Texto del documento
==========

Mayo, el mes lucido y esplendoroso
Mayo el mes lucido y
esplendoroso
La primavera sumerge al campo, al pueblo, también a la ciudad en un ritual de fiestas de hondas
raíces culturales celebradas en las calles. Todas se engalanan. Todas
cambian de luz. Todas se iluminan con blancura. Todas lucen con luminosidad de
feria. Es más, mayo es
un mes importante, para algunos el más importante. Es el mes donde todo un espectáculo cromático
invade los sentidos. Mientras dure mayo todo será capital de primavera.
Y es que los naranjos estallan en flor, los ríos bajan caudalosos, hay
necesidad de echarse a la calle y pasear por antiguos recovecos, lugares cultos,
filosóficos y eternos.
Mayo es la imagen más reconocible de mi tautológica infancia. Todo explota con elegancia desordenada. En la Región Murciana, hace poco me lo
recordaron, mayo se instala en las cruces de sus placetas,
en las macetas florecidas de sus patios, en el bullicio de su feria, en la
garganta de sus cantaores flamencos y en el rasgueo de su guitarra, también en sus
costas, cartageneras ellas y en sus cabo, ese Cabo de Palos luminoso por su
faro y por su luz. Mayo es el mes que allí eligen para dividir el año en dos.

==========

Instrucciones de trabajo
1) Transcribe del texto sobre mayo el fragmento que empieza con las palabras que contienen "Mayo es la imagen" y termina con "año en dos.".
2) Escribe la continuación del texto sobre mayo a partir de su última oración.
Los datos que aparecen a continuación son un material independiente del texto sobre mayo.

Datos proporcionados
==========

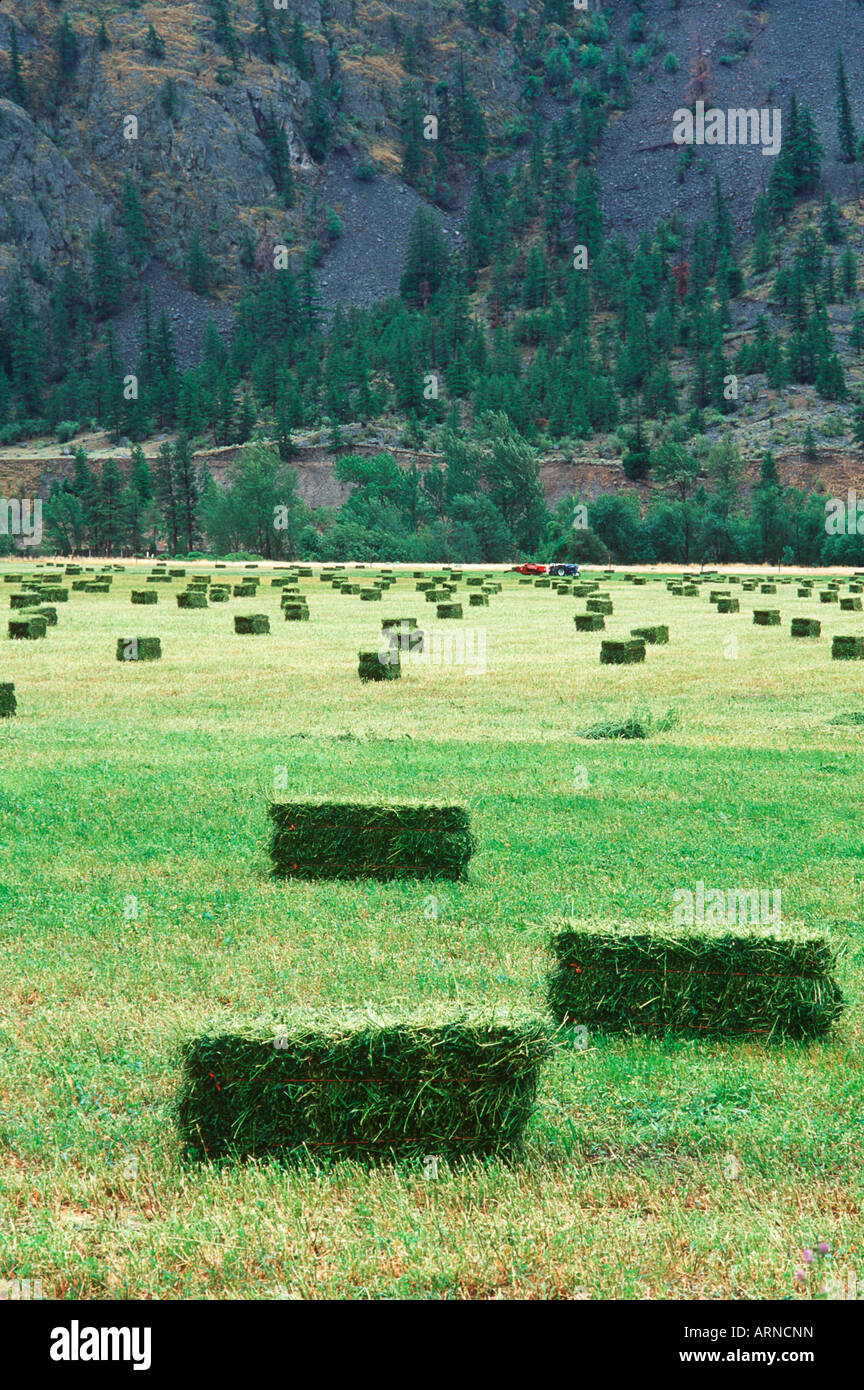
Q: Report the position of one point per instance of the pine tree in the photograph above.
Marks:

==========

Clave de respuestas
1)
Mayo es la imagen más reconocible de mi tautológica infancia. Todo explota con elegancia desordenada. En la Región Murciana, hace poco me lo
recordaron, mayo se instala en las cruces de sus placetas,
en las macetas florecidas de sus patios, en el bullicio de su feria, en la
garganta de sus cantaores flamencos y en el rasgueo de su guitarra, también en sus
costas, cartageneras ellas y en sus cabo, ese Cabo de Palos luminoso por su
faro y por su luz. Mayo es el mes que allí eligen para dividir el año en dos.

2)
Atrás queda el invierno y comienzan a partir de ahora los días calurosos y soleados en los que vecinos y foráneos buscan
las sombras alrededor del naranjo, de la higuera o de esa palmera solitaria de
la huerta y de la casa.
En el Mediterráneo, mayo son cruces, patios y feria. La visita a las Cruces
se realiza a la caída de la tarde cuando la ciudad, el pueblo o la diputación se
convierte en territorio hechizado y en cualquier rincón suena el bullicio salido
de las cuerdas de una guitarra. Las
flores estallan con sus vivos colores en macetas, arriates, pozos encalados,
escaleras y enredaderas que trepan por los pisos altos de la vivienda.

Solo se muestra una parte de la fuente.